--- Exercise brief ---
Print the lines below exactly as they appear, but leave out the pictures.

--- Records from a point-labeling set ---
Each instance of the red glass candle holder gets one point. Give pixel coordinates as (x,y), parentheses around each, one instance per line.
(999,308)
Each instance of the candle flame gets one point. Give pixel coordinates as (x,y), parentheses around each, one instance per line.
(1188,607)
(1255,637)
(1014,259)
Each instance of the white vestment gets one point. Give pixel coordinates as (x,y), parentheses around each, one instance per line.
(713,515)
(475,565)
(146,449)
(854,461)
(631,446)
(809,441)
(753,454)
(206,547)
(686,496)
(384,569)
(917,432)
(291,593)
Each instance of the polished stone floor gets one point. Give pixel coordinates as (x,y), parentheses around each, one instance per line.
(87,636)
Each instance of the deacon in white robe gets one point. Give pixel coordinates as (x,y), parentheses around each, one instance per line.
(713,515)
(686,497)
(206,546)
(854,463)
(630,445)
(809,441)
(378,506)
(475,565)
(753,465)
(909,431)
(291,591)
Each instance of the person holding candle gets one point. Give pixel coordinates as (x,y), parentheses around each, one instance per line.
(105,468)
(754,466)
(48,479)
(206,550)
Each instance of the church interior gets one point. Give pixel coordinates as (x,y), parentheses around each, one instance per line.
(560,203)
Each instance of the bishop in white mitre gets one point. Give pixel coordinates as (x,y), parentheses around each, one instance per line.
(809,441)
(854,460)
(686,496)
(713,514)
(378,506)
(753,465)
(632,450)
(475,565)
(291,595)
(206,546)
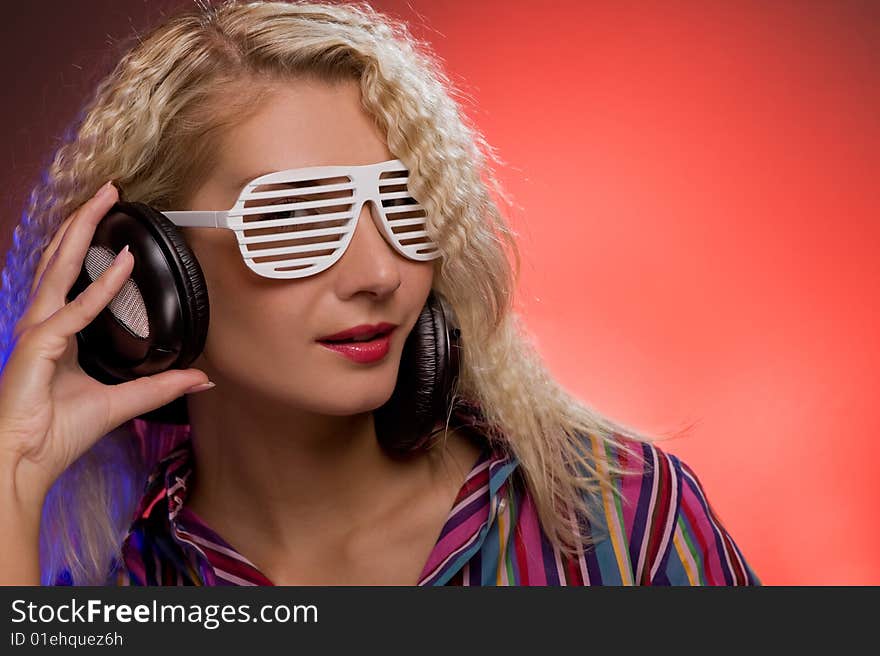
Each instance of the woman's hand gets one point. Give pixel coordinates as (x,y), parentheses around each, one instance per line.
(51,411)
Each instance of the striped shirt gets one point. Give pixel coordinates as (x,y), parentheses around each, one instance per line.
(662,532)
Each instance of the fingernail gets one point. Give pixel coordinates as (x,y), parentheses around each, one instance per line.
(106,190)
(199,388)
(118,259)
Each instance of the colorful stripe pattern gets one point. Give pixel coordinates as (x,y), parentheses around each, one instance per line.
(662,532)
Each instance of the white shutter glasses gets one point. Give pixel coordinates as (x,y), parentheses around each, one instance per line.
(298,222)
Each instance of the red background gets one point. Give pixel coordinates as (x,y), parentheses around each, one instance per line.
(698,216)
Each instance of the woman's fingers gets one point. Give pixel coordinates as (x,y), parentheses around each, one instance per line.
(56,331)
(64,263)
(136,397)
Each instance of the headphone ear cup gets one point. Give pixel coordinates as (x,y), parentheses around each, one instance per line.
(159,318)
(426,379)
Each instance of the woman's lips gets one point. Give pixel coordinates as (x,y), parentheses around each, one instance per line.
(362,352)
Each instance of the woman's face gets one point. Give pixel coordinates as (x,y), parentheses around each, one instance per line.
(262,339)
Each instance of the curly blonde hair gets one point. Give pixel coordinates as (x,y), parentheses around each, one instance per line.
(151,126)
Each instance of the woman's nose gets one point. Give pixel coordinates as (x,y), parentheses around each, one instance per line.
(369,263)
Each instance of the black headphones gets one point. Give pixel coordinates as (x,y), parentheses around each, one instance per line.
(159,321)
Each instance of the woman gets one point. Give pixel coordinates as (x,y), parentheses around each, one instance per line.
(282,472)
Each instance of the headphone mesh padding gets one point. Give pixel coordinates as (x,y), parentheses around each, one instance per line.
(128,305)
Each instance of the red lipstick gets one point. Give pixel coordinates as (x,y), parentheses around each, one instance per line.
(362,344)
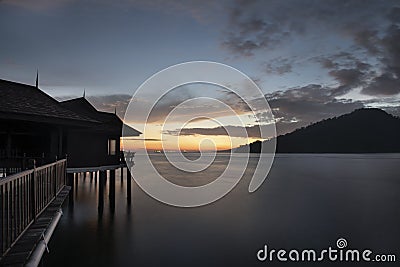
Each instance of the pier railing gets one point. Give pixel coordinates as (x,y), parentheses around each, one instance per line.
(23,196)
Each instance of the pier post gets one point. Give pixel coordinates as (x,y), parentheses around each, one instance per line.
(128,185)
(112,190)
(70,182)
(102,178)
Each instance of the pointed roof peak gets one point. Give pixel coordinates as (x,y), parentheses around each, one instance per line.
(37,78)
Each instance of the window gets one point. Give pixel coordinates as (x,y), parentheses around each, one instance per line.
(112,147)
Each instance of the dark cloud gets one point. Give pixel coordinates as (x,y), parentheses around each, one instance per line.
(278,66)
(371,26)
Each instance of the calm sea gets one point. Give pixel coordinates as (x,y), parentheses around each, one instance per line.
(307,202)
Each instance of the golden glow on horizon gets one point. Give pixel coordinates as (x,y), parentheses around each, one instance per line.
(190,143)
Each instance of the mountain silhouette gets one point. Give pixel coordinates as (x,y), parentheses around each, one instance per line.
(367,130)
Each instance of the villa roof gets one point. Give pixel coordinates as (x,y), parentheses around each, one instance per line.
(110,121)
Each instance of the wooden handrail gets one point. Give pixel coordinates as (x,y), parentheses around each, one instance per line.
(24,196)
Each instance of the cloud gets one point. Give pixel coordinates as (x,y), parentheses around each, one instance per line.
(301,106)
(37,5)
(278,66)
(367,56)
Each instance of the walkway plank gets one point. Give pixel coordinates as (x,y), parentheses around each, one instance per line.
(19,254)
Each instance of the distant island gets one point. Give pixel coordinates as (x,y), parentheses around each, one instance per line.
(367,130)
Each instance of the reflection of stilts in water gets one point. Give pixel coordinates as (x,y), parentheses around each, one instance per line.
(100,206)
(70,182)
(111,194)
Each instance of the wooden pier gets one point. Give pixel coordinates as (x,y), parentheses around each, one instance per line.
(29,202)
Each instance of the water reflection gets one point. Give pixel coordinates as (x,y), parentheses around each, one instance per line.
(307,201)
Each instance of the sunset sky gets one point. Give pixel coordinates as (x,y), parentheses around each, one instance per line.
(311,59)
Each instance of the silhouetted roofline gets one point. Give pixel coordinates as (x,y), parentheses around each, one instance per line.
(26,102)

--- The solution ---
Each instance of the red glass candle holder gets one point. Give pixel coordinates as (x,y), parentheses around each, one instance per line.
(999,308)
Each instance of the candle flame gets one point. Give pixel coordinates as (x,y), parentheses around each, one instance per line.
(1188,607)
(1255,637)
(1014,259)
Each instance of the white vestment gets one point. Give pixel coordinates as (x,y), parentheses around each, one instance per line.
(713,515)
(475,565)
(146,449)
(854,461)
(631,446)
(809,441)
(753,454)
(206,547)
(686,496)
(384,569)
(917,432)
(291,593)
Each instance of the polished stone floor gets one point. Give pixel coordinates as (x,y), parentheses around each, one instance per line.
(87,636)
Each instance of the deacon in white robe gets one point. Give pixel coordinates as (x,y), parentheses around each, one instance per line.
(713,515)
(686,497)
(206,546)
(854,463)
(630,445)
(809,441)
(378,506)
(475,565)
(753,465)
(909,431)
(291,591)
Each instance of the person holding candle gets one point. Give pixel coordinates as (x,y), parentheses around each, one instance per line.
(105,468)
(754,466)
(48,479)
(206,550)
Each instance of the church interior gets one point. Give pixel coordinates as (x,y), parentheses around each, one instance per line.
(560,203)
Each instance of the bishop in white mitre gets one point. Give pixel coordinates as (x,y), parentheses around each, one instance per line.
(809,441)
(854,460)
(686,496)
(713,514)
(378,506)
(753,465)
(632,450)
(475,565)
(291,595)
(206,546)
Each instance of the woman's hand gets one point. Give pixel coordinates as (x,y), parentheses around each, one instance per line.
(51,411)
Each instance of the striped shirt gets one point. Give pixel coordinates as (x,y), parentheses around each, one instance per line.
(662,532)
Each instance of the fingernail gets one point. Give pixel coordinates as (x,y), parentheses around each, one instance per line.
(106,190)
(199,388)
(118,259)
Each instance of the colorful stripe pattern gets one point. Give pixel coordinates as (x,y), parentheses around each, one instance per line.
(662,532)
Each instance of the white shutter glasses gets one point. Give pixel coordinates as (x,y), parentheses around each, one instance per line.
(298,222)
Each instance of the red background gets one point. Give pixel coordinates as (x,y), parentheses around each, one instance per line.
(698,216)
Each instance of the woman's fingers gets one point. Give pixel coordinates as (x,y), parentheses around each, one instance per line.
(56,331)
(64,263)
(136,397)
Each instance of the headphone ear cup gets one point. Give pixel coordinates as (x,y), parentheses around each, one instance per line.
(159,318)
(426,379)
Each instance of the woman's lips gets one point. Give pixel coordinates as (x,y), parentheses around each, one instance per line.
(362,352)
Each instance of the woman's face gets one point. Give pixel coordinates as (x,y), parentheses around each, one instance per line.
(262,339)
Each instance of the curly blonde hair gets one point. Give pixel coordinates as (x,y), parentheses around each, one instance per line.
(151,126)
Each instance of the woman's nose gets one point. Give pixel coordinates as (x,y), parentheses around each, one instance per line.
(369,263)
Each instance of the black headphones gets one point. Give pixel coordinates as (x,y), parentheses around each, one instance per line.
(159,321)
Each instance of the woman gets one point. Give pixel coordinates as (x,y), parentheses around each, one instance per line.
(282,472)
Each instance of the headphone mesh padding gets one point. Give pixel coordinates as (x,y), parentheses around each, one instance per line.
(128,305)
Each instance of the red lipstick gets one point. Give pixel coordinates as (x,y), parentheses around each, one instance per line.
(362,344)
Each instance of the pier railing gets one point. Give pixel coordinates as (x,y), parentheses around each, one instance per line.
(23,196)
Each instance of the pier post gets one point. Give pixel coordinates as (x,y), parentheses around each, one instance per line.
(128,185)
(112,190)
(70,182)
(102,178)
Each instance of the pointed roof peak gets one point. Give pixel coordinates as (x,y), parentheses around each, one instance per line.
(37,78)
Each instance of the window gets one point. Give pixel coordinates as (x,y), parentheses around each, one instance per line.
(112,147)
Each instance of the dark cloud gets one point. Give pixel coordinates as (x,y), parentheses around each, one instance per line.
(278,66)
(371,26)
Each instance of the calm sea gets one point. Give pixel coordinates as (x,y), parentheses around each, one instance per line.
(307,202)
Each instance of the golden glow on horizon gets one point. Give pixel coordinates as (x,y), parentheses around each, one instance per line.
(190,143)
Each instance of the mountain silhouette gets one point. Give pixel coordinates as (x,y), parentheses around each, one instance per line.
(367,130)
Each instance of the villa roof gets one point. Give pixel coordinates as (x,y), parentheses around each, one instance per line.
(110,121)
Each instance of the wooden handrail gets one point. Give pixel coordinates as (x,y), parentheses around each, one instance per line.
(24,196)
Each instance of the cloud gets one point. Give pixel coordinates as (x,y), parentheses around each, one instance per line.
(301,106)
(37,5)
(278,66)
(367,56)
Each instance of the walkway plank gets one point. Give pixel coordinates as (x,y), parentheses around each, one instance per line.
(19,254)
Each instance of the distant island gets one point. Give pixel coordinates as (x,y), parentheses around each, one instance per line.
(367,130)
Each instance of the reflection of stilts in water gets one point. Give pixel coordinates as (x,y), parentheses around each, one instance per line.
(100,206)
(70,182)
(111,194)
Each instance of the wooden pier gets one point. Give pixel coordinates as (x,y), parentheses around each, one instance per line.
(29,202)
Each instance of the water reflection gets one point. Give pixel coordinates as (x,y), parentheses around each, one instance per line.
(307,201)
Each instance of the sunset sky gets one point. Give pixel coordinates as (x,y), parentheses around each, one instance per line.
(311,59)
Each instance of the silhouetted roofline gets one point. Give pixel coordinates as (x,y), parentheses around each, one instance per line.
(26,102)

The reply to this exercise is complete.